- **What is required**
Scan the listing below for the word "sign" and copy every line that has it.
○ ○ ○ ○
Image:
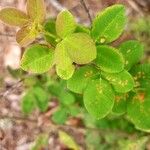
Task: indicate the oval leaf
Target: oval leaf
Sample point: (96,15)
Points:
(13,17)
(109,59)
(120,105)
(50,28)
(81,48)
(80,78)
(37,59)
(122,82)
(132,52)
(65,24)
(42,98)
(138,111)
(28,103)
(109,24)
(64,66)
(98,98)
(36,10)
(26,36)
(141,74)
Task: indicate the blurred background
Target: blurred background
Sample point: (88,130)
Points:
(18,132)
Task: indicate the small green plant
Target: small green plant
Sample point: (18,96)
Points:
(110,79)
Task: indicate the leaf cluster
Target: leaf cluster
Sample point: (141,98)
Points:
(109,78)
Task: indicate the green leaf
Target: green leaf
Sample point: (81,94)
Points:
(68,141)
(64,66)
(120,105)
(36,10)
(65,73)
(122,81)
(132,52)
(37,59)
(60,116)
(74,110)
(138,110)
(109,59)
(65,24)
(41,97)
(50,27)
(13,17)
(28,103)
(26,36)
(141,74)
(83,29)
(109,24)
(78,82)
(99,98)
(66,98)
(81,48)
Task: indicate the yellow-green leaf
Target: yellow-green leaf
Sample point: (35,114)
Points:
(37,59)
(99,98)
(81,48)
(109,59)
(26,35)
(13,17)
(122,82)
(36,10)
(65,24)
(64,66)
(109,24)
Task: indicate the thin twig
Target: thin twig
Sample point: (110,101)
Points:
(17,118)
(87,10)
(10,89)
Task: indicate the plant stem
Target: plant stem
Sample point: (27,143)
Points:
(87,10)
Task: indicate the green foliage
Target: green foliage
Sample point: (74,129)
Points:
(141,74)
(109,59)
(120,104)
(37,59)
(132,52)
(109,78)
(64,66)
(138,110)
(26,35)
(65,24)
(50,27)
(40,142)
(28,103)
(122,82)
(60,116)
(81,48)
(99,98)
(42,98)
(36,10)
(80,79)
(109,24)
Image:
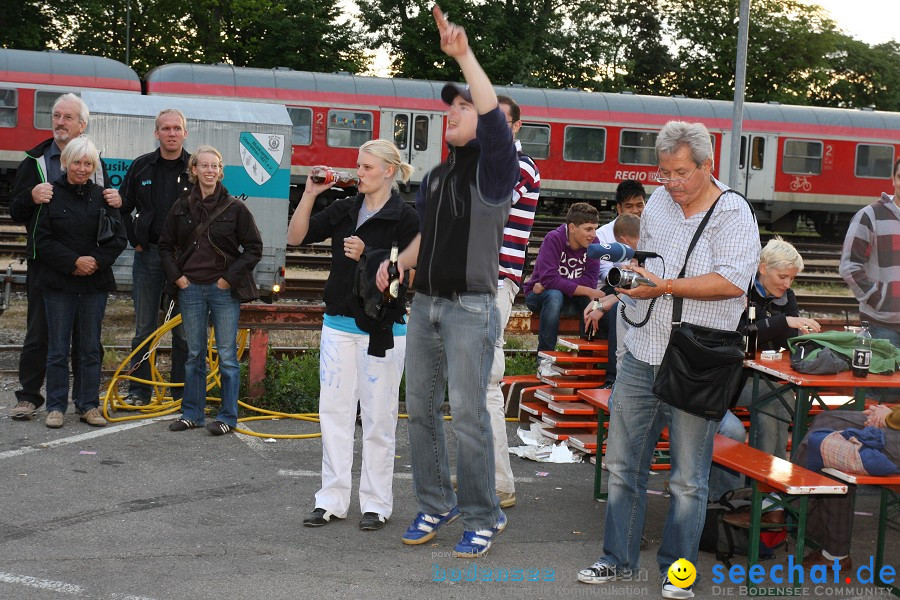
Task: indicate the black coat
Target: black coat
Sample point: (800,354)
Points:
(234,233)
(66,229)
(137,197)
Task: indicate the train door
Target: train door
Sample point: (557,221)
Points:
(418,137)
(756,166)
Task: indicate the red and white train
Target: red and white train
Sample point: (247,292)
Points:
(796,161)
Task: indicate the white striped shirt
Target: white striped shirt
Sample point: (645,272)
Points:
(729,246)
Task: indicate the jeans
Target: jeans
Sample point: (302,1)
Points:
(721,479)
(349,376)
(63,311)
(201,303)
(450,344)
(148,281)
(550,305)
(495,405)
(636,421)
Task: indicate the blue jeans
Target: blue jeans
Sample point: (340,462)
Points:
(550,305)
(148,282)
(636,421)
(63,311)
(450,344)
(200,304)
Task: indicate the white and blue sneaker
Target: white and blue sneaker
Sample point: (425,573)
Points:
(476,543)
(425,527)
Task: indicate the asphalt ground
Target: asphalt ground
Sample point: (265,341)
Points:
(135,512)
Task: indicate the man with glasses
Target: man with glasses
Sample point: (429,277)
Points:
(32,189)
(153,183)
(718,273)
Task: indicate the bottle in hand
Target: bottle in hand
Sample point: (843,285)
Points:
(862,351)
(392,291)
(750,334)
(332,177)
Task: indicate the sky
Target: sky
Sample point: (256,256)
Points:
(872,21)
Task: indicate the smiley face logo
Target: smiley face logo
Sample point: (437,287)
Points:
(682,573)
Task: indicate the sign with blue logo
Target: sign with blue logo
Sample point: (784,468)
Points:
(261,155)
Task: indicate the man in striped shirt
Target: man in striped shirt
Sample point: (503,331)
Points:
(512,261)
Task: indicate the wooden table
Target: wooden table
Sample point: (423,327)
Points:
(807,390)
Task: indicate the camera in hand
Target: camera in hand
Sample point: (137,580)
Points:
(625,278)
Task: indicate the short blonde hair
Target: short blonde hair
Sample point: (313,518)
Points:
(778,254)
(388,152)
(192,163)
(80,147)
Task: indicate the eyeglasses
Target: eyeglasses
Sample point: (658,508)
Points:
(675,180)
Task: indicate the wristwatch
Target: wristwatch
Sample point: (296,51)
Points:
(668,293)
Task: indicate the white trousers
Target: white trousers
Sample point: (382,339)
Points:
(349,375)
(503,471)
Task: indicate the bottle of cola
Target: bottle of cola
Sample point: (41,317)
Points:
(332,177)
(862,352)
(392,291)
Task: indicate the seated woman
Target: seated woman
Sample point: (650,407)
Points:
(208,248)
(357,364)
(77,238)
(830,518)
(777,319)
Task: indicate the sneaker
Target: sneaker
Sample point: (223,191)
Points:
(602,572)
(371,522)
(507,499)
(218,428)
(54,419)
(22,411)
(474,544)
(319,517)
(93,418)
(671,590)
(182,425)
(424,527)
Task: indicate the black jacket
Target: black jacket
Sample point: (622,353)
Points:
(771,318)
(396,221)
(233,233)
(136,196)
(30,173)
(66,229)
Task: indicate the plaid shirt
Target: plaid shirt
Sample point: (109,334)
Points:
(729,246)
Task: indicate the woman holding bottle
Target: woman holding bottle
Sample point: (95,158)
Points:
(355,364)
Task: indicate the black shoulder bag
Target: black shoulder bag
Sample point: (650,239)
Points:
(701,370)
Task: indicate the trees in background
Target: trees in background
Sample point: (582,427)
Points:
(796,54)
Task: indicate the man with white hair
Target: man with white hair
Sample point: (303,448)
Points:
(33,188)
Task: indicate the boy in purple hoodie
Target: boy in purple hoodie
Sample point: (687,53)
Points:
(564,279)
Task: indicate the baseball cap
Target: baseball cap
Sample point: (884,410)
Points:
(452,90)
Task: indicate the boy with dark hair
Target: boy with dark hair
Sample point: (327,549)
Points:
(564,279)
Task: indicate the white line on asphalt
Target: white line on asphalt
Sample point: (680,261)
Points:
(307,473)
(42,584)
(78,438)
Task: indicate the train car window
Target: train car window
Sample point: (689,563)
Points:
(874,160)
(536,140)
(43,108)
(420,133)
(9,107)
(349,129)
(637,147)
(802,157)
(757,153)
(401,131)
(301,118)
(586,144)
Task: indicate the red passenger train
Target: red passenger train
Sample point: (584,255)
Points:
(796,161)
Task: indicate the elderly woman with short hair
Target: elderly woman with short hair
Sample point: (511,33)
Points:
(77,238)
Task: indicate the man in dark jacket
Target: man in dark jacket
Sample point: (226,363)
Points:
(153,183)
(33,188)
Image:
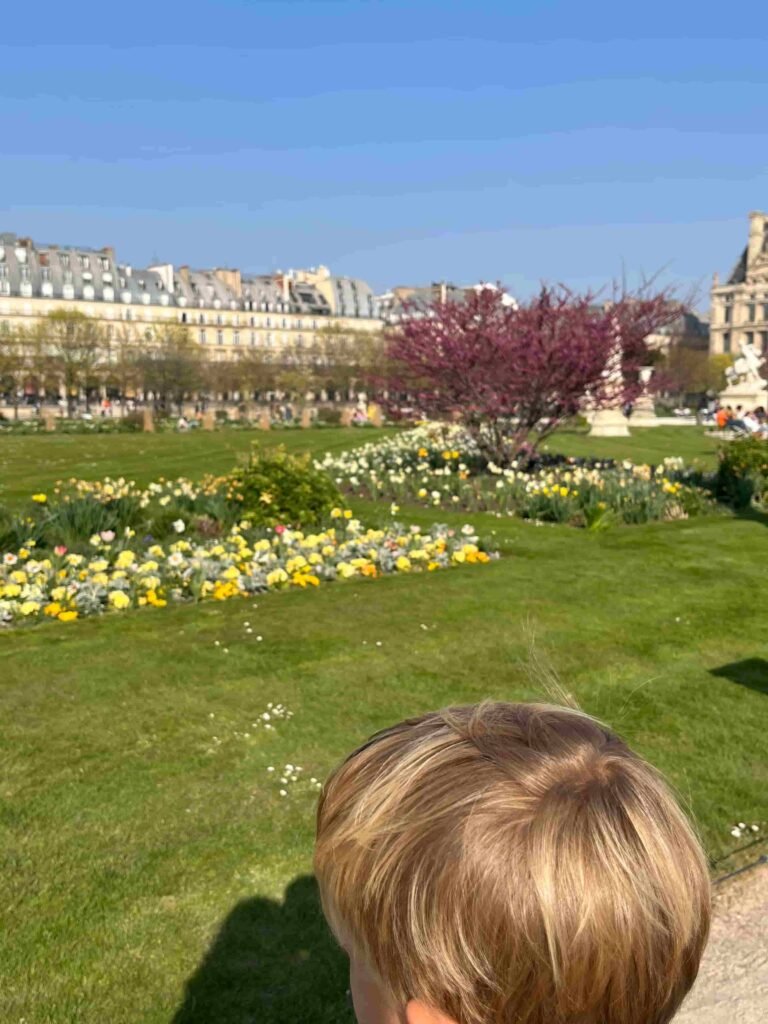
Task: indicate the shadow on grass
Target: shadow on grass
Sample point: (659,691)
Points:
(753,515)
(271,963)
(752,673)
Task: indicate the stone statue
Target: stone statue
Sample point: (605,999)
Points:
(745,369)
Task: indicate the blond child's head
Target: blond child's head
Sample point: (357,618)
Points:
(510,863)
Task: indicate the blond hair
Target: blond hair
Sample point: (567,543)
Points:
(512,862)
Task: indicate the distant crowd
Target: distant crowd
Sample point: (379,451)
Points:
(741,421)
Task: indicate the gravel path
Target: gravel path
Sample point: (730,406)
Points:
(732,985)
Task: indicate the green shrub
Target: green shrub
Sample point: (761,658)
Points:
(742,472)
(278,488)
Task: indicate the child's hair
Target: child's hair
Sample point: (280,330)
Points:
(514,862)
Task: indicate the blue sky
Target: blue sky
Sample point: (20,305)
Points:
(397,141)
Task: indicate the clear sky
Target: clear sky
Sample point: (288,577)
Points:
(396,140)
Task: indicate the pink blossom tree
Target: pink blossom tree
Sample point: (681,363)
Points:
(512,375)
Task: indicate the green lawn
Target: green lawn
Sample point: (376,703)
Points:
(645,444)
(36,462)
(151,870)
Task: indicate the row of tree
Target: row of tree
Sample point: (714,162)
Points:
(69,355)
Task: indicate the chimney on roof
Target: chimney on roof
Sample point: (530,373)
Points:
(231,279)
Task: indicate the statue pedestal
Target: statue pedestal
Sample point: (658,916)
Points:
(749,394)
(644,414)
(608,423)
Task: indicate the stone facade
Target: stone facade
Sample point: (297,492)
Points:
(225,310)
(739,307)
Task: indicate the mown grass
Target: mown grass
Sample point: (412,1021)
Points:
(151,870)
(38,461)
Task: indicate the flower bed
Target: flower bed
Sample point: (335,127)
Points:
(118,574)
(441,467)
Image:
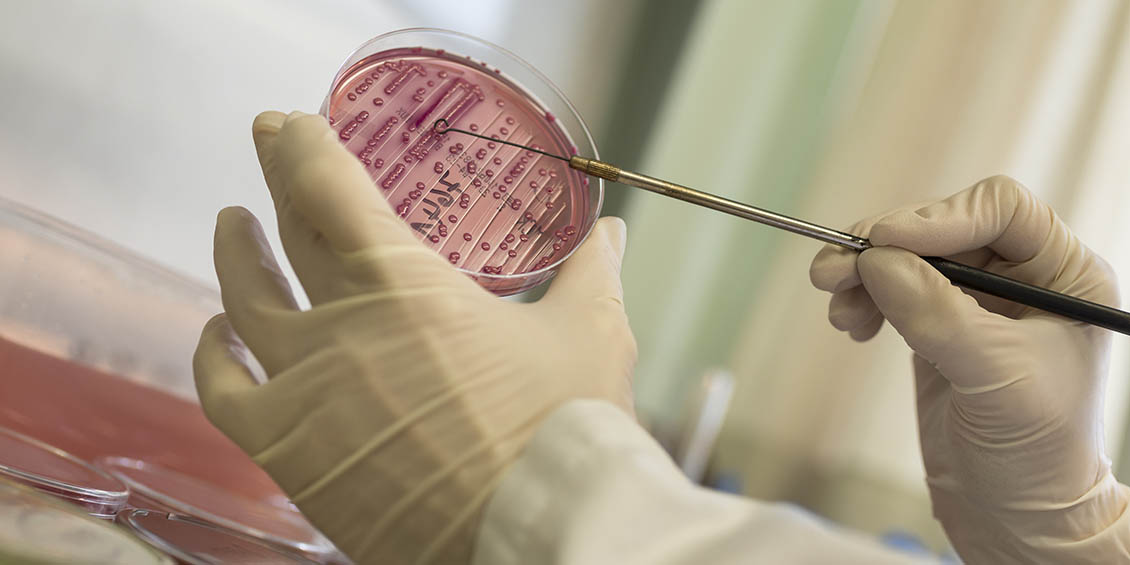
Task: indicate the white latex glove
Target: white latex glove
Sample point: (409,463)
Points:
(393,405)
(1009,398)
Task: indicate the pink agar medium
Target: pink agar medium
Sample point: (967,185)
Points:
(383,109)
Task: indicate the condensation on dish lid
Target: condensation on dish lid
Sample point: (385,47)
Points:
(51,470)
(196,541)
(503,215)
(35,528)
(155,487)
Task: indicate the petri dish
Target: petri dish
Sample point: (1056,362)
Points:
(194,541)
(51,470)
(504,216)
(154,487)
(37,529)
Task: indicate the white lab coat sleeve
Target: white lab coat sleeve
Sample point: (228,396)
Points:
(592,487)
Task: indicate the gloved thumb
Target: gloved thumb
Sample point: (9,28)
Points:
(938,320)
(224,379)
(593,271)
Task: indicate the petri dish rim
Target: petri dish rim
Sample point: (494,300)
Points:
(315,546)
(545,272)
(111,498)
(127,519)
(29,495)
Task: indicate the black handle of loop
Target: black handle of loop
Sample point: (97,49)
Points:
(1031,295)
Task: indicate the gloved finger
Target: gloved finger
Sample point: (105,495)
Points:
(833,269)
(869,329)
(997,213)
(939,321)
(314,262)
(307,167)
(254,292)
(222,373)
(592,275)
(851,309)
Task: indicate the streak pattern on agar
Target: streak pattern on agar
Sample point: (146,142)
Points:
(507,220)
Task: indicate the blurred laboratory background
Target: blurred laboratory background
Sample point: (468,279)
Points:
(131,120)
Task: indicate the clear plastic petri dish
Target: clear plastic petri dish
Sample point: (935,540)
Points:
(37,529)
(194,541)
(51,470)
(154,487)
(505,216)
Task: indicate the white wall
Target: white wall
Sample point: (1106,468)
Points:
(132,118)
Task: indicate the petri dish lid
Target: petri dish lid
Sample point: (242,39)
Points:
(196,541)
(36,529)
(189,495)
(49,469)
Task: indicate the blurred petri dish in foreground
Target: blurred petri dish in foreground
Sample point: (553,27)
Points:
(505,216)
(37,529)
(51,470)
(194,541)
(154,487)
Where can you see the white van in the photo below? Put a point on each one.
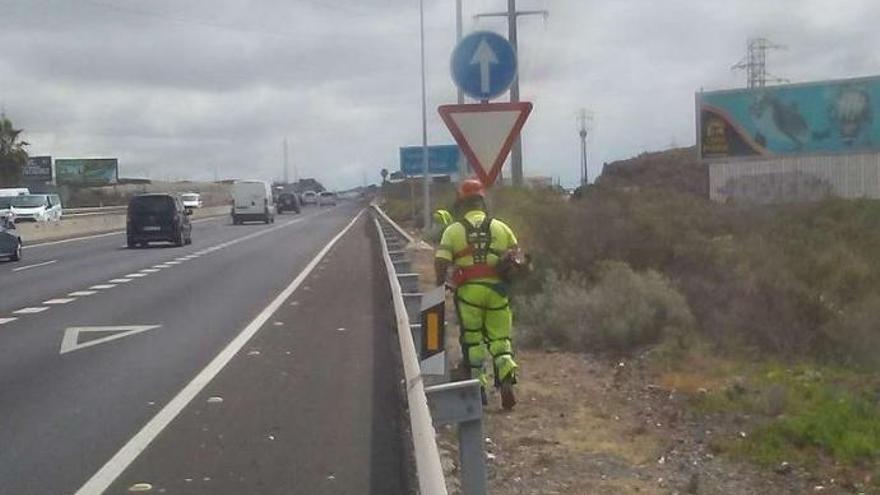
○ ○ ○ ○
- **Task response**
Task: indicate the sign with blue logo
Target: sign with blue logo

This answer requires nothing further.